Provided text =
····················

Differing Objectives

Chad Pecknold, a theologian at The Catholic University of America, acknowledged a clear “tension between the Pope not wishing to have any conflict with Catholic politicians in any country and bishops who have a real pastoral responsibility” to engage public figures who openly defy Church teaching. 

Pecknold suggested that the Pope’s approach hinges on his desire to engage “neo-liberal elites” by collaborating on issues of common concern and slowly drawing them into a dialogue with the Church. 

It’s an approach that emphasizes accompaniment and inculturation, he said, and it is characteristic of the Society of Jesus’ long-view model of evangelizing China’s Imperial Court in past centuries.

“The Pope affirms Church teaching on abortion,” said Pecknold. “But when it comes to working with elites, there is zero desire to mention it.

“He has surrounded himself with Jesuits. And the famous saying about Jesuits is that they bring people in through their door and lead them out through Christ’s door. 

“With a Curia well-staffed by Jesuits and advised by Jesuits and a pope who is Jesuit,” he added, “it would make sense that they would follow that strategy of first evangelizing by accommodating yourself to their priorities and then slowly introducing things that are germane to the Gospel.”

Nevertheless, Pecknold did not expect the events in Rome to have a decisive impact on the U.S. bishops’ deliberations on the Eucharist.

“The Pope is the universal pastor,” he said.

····················

Available data =
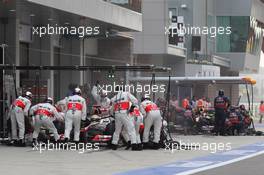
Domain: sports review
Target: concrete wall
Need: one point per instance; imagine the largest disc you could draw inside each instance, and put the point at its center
(257, 10)
(233, 7)
(98, 10)
(152, 40)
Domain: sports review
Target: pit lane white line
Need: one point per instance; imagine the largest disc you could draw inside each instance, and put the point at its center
(219, 164)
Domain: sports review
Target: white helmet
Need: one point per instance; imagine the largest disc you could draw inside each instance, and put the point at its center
(77, 91)
(103, 93)
(49, 100)
(28, 94)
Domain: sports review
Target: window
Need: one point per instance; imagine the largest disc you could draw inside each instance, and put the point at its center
(237, 40)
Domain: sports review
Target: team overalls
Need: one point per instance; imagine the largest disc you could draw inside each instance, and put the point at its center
(43, 116)
(19, 110)
(120, 105)
(76, 111)
(153, 117)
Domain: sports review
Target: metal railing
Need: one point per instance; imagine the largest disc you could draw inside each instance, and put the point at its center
(134, 5)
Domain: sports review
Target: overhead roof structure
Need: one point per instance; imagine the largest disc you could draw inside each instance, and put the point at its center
(148, 68)
(200, 80)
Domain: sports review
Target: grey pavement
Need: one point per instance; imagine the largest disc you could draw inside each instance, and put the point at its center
(25, 161)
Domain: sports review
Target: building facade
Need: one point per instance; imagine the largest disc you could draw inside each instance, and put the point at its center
(203, 53)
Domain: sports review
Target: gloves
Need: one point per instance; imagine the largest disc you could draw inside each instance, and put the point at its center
(132, 108)
(83, 123)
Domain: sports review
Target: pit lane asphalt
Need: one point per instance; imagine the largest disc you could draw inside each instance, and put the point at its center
(252, 166)
(25, 161)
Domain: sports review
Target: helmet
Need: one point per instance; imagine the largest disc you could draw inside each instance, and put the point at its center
(242, 107)
(28, 94)
(103, 93)
(221, 92)
(118, 88)
(145, 97)
(189, 107)
(95, 118)
(49, 100)
(77, 91)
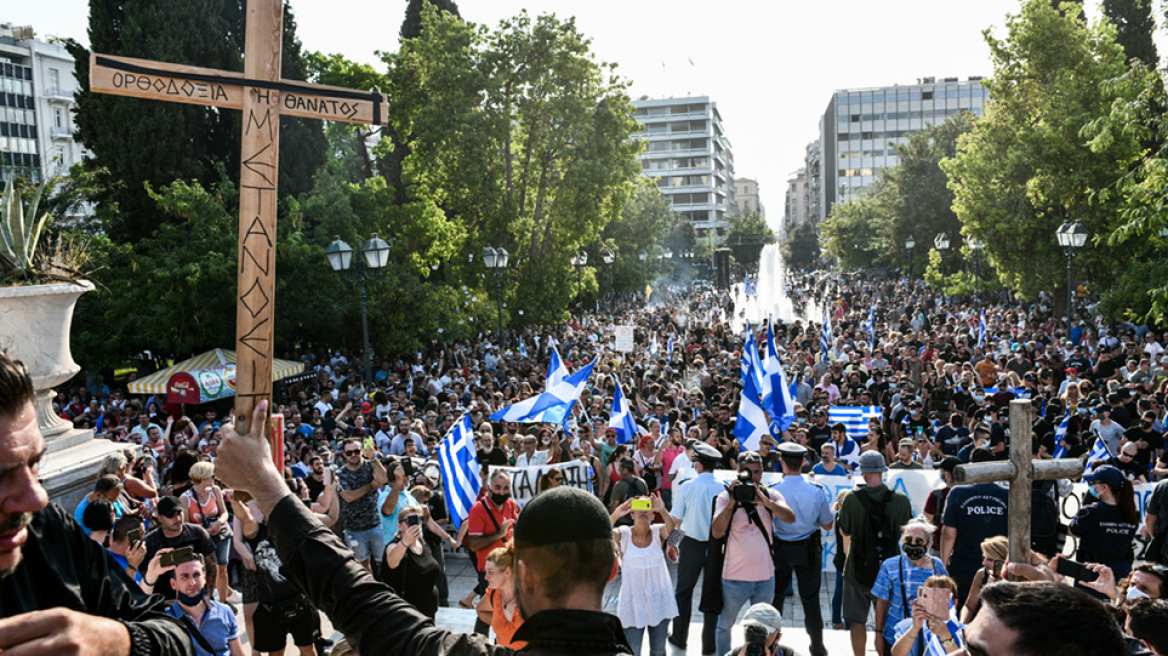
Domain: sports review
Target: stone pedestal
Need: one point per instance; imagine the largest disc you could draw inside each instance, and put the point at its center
(34, 328)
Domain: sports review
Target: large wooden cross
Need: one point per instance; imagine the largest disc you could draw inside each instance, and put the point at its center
(1020, 470)
(263, 97)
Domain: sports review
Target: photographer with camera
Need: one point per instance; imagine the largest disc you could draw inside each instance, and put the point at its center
(744, 515)
(409, 567)
(762, 628)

····················

Problem set =
A - Print everything in the article on the Pope and Catholic politicians from "Chad Pecknold, a" down to "to mention it.".
B - For each statement, say whether the article on the Pope and Catholic politicians agrees with it, and quote the deciding words: (i) Pecknold is a theologian at The Catholic University of America. (ii) Pecknold expected the events in Rome to decisively shape the U.S. bishops' deliberations on the Eucharist. (iii) Pecknold said the Pope rejects Church teaching on abortion.
C - Carry the article on the Pope and Catholic politicians further, picking up after its final sentence.
You can set the entries aside, since nothing here depends on them.

Answers to each task =
A -
Chad Pecknold, a theologian at The Catholic University of America, acknowledged a clear “tension between the Pope not wishing to have any conflict with Catholic politicians in any country and bishops who have a real pastoral responsibility” to engage public figures who openly defy Church teaching. 

Pecknold suggested that the Pope’s approach hinges on his desire to engage “neo-liberal elites” by collaborating on issues of common concern and slowly drawing them into a dialogue with the Church. 

It’s an approach that emphasizes accompaniment and inculturation, he said, and it is characteristic of the Society of Jesus’ long-view model of evangelizing China’s Imperial Court in past centuries.

“The Pope affirms Church teaching on abortion,” said Pecknold. “But when it comes to working with elites, there is zero desire to mention it.

B -
(i) Yes: "Chad Pecknold, a theologian at The Catholic University of America"
(ii) No: "Pecknold did not expect the events in Rome to have a decisive impact on the U.S. bishops’ deliberations on the Eucharist."
(iii) No: "The Pope affirms Church teaching on abortion"

C -
“But the principle of subsidiarity would say it is the local bishop who has [direct] responsibility.”

“When the Pope speaks with Biden or any other Catholic world leader, it is not a meeting with a man and his pastor, but a meeting of two heads of state,” he observed. 

Yet as Church leaders and grassroots pro-life leaders reflect back on Francis’ pontificate, they point to many key moments when his pastoral gifts and message made a difference in local dioceses. 

Marianne Luthin, who leads the Archdiocese of Boston’s pro-life office, remembers the Year of Mercy and Francis’ decision to direct priests to absolve the sin of abortion as a major inflection point that brought women who had “self-ex-communicated” themselves back to confession. Likewise, Francis made waves when he exhorted pastors to leave their rectories and transform the Church into a “field hospital” for sinners. At present, the Pope may view his engagement with Biden as another important step in this broader mission of evangelization though pastoral accompaniment. 

 

Biden ‘Won This Round’

But the confused and often politicized reaction to this meeting in the United States has left some Catholic leaders like Bishop Tobin fearful that the Church is in danger of losing its prophetic voice as the culture of death advances in the corridors of power. 

Russell Shaw expressed similar concerns as he pondered the interplay of partisan media narratives and internal Church politics.

Reflecting on Biden’s account of his meeting with Francis, Shaw worries that Catholics and the public at large may assume that doctrine and pastoral practice are on “separate tracks.” 

“Most of us would say they should be together, and one should reflect the other,” he said.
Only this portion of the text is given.